### Data listing

————

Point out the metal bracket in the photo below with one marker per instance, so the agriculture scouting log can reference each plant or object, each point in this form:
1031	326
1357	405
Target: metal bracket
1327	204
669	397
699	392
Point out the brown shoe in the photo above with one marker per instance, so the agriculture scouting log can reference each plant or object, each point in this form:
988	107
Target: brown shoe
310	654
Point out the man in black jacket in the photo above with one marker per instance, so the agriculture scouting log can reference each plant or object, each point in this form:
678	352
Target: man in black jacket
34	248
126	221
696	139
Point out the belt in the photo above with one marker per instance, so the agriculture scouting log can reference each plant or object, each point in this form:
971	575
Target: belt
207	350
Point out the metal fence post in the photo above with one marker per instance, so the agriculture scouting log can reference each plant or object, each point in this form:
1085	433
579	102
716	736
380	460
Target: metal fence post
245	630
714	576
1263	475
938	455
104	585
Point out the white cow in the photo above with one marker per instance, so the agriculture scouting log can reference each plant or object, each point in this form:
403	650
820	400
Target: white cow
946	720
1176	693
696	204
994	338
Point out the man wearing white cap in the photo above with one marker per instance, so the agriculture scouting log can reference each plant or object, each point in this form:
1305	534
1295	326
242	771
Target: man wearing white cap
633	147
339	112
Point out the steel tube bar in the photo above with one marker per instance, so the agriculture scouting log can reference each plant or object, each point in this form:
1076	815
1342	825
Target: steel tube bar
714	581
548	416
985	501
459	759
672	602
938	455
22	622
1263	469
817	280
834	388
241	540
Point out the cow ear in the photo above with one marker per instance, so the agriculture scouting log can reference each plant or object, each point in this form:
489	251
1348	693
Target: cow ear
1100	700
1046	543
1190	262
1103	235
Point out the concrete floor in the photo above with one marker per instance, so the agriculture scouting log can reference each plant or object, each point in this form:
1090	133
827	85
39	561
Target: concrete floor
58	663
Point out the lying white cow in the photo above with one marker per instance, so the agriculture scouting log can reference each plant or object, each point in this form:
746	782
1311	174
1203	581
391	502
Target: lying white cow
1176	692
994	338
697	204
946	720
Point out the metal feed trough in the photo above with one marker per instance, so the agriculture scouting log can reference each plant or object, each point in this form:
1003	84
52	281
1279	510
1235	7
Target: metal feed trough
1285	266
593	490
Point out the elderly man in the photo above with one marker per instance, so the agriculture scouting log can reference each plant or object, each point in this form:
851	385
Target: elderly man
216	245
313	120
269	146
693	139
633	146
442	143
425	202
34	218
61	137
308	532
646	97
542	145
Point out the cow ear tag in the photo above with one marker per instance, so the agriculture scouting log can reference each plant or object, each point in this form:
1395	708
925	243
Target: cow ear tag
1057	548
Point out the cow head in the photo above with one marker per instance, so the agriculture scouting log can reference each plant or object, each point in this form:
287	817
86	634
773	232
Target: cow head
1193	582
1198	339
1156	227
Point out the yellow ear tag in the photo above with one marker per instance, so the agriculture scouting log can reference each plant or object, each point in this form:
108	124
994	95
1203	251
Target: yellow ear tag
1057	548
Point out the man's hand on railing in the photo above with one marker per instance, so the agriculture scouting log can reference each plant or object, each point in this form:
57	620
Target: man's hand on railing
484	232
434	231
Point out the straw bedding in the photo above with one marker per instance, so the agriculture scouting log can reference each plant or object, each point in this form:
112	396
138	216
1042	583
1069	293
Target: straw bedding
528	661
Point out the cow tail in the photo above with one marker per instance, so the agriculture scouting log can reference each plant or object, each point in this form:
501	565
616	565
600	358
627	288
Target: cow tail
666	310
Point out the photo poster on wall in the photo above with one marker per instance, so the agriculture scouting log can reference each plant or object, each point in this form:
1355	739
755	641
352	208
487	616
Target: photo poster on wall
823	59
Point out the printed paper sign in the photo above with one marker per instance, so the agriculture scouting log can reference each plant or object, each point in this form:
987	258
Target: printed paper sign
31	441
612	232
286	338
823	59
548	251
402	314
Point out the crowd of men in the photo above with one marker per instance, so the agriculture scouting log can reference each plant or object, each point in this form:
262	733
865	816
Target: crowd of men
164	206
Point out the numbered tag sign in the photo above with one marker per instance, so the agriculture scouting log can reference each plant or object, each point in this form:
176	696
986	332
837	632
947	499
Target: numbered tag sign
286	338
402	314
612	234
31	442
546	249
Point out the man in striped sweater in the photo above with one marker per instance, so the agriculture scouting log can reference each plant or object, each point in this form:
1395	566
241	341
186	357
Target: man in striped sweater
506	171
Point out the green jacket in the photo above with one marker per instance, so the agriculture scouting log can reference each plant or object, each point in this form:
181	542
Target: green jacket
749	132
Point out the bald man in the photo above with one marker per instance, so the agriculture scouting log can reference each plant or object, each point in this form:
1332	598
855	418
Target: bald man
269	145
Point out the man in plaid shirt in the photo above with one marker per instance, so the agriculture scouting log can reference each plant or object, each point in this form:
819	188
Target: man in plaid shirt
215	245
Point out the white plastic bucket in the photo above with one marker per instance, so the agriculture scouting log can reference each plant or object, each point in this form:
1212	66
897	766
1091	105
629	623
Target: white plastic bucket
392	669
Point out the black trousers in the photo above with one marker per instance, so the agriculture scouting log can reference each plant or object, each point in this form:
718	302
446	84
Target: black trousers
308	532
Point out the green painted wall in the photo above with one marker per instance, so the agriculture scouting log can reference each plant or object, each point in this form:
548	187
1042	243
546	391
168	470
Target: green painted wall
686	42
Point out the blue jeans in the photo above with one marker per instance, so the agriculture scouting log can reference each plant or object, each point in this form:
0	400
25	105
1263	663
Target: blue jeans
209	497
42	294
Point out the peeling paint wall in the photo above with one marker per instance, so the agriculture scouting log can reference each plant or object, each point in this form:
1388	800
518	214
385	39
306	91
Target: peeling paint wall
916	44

————

Please lay out the lines, starting with the line that contains "Point out the blue" and going on through the last line, as a Markdown table with the columns Row and Line. Give each row a number and leave out any blank lines.

### Expected output
| Row | Line |
|---|---|
| 1 | Point out the blue jeans in the photo above with one marker per instance, so the agriculture scouting log can reference each plant or object, each point in this form: |
| 2 | 0	400 |
| 3 | 25	105 |
| 4 | 1263	663 |
| 5 | Target: blue jeans |
| 6 | 209	497 |
| 7 | 42	294 |
| 8 | Point out the peeling paint wall in the photo above with one marker per instance, so the agriculture scouting log can reference each plant or object, each point in this form: |
| 9 | 1388	800 |
| 10 | 518	214 |
| 11 | 385	39 |
| 12 | 306	91 |
| 13 | Target: peeling paint wall |
| 14 | 916	44 |